• Given instruction
Write out these lines word for word, starting at the line that contains "For each instance of the white globe" and stopping after the line that contains "For each instance of the drummer's".

• Records for processing

** Begin **

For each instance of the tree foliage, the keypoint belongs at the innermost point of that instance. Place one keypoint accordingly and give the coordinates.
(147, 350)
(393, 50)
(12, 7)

** End **
** Begin **

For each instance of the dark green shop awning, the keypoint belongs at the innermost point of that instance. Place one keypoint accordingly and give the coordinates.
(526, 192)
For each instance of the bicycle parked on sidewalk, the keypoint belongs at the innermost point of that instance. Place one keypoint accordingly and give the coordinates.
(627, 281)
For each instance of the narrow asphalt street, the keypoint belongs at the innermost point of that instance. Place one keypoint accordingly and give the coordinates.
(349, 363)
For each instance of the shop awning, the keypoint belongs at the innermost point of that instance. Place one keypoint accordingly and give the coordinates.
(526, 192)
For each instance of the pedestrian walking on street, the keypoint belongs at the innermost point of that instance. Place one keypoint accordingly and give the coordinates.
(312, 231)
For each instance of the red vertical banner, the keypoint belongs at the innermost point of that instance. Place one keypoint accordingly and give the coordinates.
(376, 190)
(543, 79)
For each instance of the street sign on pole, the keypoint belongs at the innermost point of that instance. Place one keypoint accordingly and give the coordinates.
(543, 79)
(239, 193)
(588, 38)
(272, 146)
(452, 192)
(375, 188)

** End **
** Begin **

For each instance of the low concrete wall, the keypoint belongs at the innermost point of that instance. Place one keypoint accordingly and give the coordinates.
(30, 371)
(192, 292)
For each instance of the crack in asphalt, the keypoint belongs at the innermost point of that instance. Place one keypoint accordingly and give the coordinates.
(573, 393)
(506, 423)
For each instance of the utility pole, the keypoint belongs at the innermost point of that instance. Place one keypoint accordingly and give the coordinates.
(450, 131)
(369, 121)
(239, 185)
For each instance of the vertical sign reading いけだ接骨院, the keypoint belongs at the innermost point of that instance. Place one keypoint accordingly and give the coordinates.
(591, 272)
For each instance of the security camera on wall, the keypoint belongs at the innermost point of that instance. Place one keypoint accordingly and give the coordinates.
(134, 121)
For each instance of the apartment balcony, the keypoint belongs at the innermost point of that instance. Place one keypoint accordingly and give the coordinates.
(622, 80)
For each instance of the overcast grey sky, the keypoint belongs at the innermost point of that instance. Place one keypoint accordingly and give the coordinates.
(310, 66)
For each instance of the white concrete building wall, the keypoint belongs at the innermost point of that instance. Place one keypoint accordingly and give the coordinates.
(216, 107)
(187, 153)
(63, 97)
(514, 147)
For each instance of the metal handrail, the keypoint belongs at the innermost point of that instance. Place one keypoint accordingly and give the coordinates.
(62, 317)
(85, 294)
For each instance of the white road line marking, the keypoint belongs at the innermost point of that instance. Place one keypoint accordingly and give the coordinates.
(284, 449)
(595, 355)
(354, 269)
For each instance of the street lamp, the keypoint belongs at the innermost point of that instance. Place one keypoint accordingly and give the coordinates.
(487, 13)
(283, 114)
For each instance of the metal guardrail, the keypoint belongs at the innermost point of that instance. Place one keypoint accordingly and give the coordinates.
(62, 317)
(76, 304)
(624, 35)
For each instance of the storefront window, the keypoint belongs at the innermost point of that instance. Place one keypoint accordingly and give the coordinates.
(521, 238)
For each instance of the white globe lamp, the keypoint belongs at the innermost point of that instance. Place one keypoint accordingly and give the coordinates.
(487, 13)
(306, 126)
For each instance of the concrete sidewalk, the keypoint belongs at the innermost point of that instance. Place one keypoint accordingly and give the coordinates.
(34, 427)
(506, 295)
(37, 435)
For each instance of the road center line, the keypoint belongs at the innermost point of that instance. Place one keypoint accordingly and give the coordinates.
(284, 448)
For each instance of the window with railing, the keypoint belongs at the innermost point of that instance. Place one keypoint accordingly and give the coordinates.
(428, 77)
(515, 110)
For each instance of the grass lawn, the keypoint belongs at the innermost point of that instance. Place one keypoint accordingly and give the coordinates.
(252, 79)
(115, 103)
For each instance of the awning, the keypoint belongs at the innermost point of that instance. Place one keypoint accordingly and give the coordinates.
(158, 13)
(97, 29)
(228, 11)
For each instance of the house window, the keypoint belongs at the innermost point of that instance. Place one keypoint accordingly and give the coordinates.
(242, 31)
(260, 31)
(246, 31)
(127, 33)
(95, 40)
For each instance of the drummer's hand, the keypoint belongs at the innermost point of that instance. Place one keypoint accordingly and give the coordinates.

** End **

• Full output
For each instance of the white globe lamp, the keypoint belongs at the innermost point of that instance. Place one keypoint accordingly and give the coordinates.
(487, 13)
(306, 126)
For each instance of the concrete sidewalk, the keypoint belongs at the innermost point of that instance. Place one keypoint accordingly and give the coordinates.
(34, 427)
(506, 295)
(37, 435)
For each instance of the road center line, the keypoint belongs at the innermost point of that instance. Place one keypoint accordingly and give the coordinates.
(284, 448)
For each instance of the window with railing, the keypoint belongs at the innermost point of that instance. Place one keypoint accordingly and give the coordinates.
(428, 77)
(515, 110)
For each instance of the grass lawn, the keypoint belongs at the innermost point of that instance. Place one keypoint accordingly and give the coordinates.
(252, 79)
(115, 103)
For each instance of the awning, the keypoint belongs at the innermost point of that instance. Place one keypoint accordingly and give the coordinates.
(158, 13)
(97, 29)
(228, 11)
For each instance of the house window, the keypoint belongs at the innermost point of that instance. Place one keypoint accordingly and give the coordinates.
(242, 31)
(260, 31)
(246, 31)
(127, 33)
(95, 40)
For each instance of the drummer's hand, the keypoint belongs at the innermost point of that instance. Place one keypoint accordingly and give the coordinates.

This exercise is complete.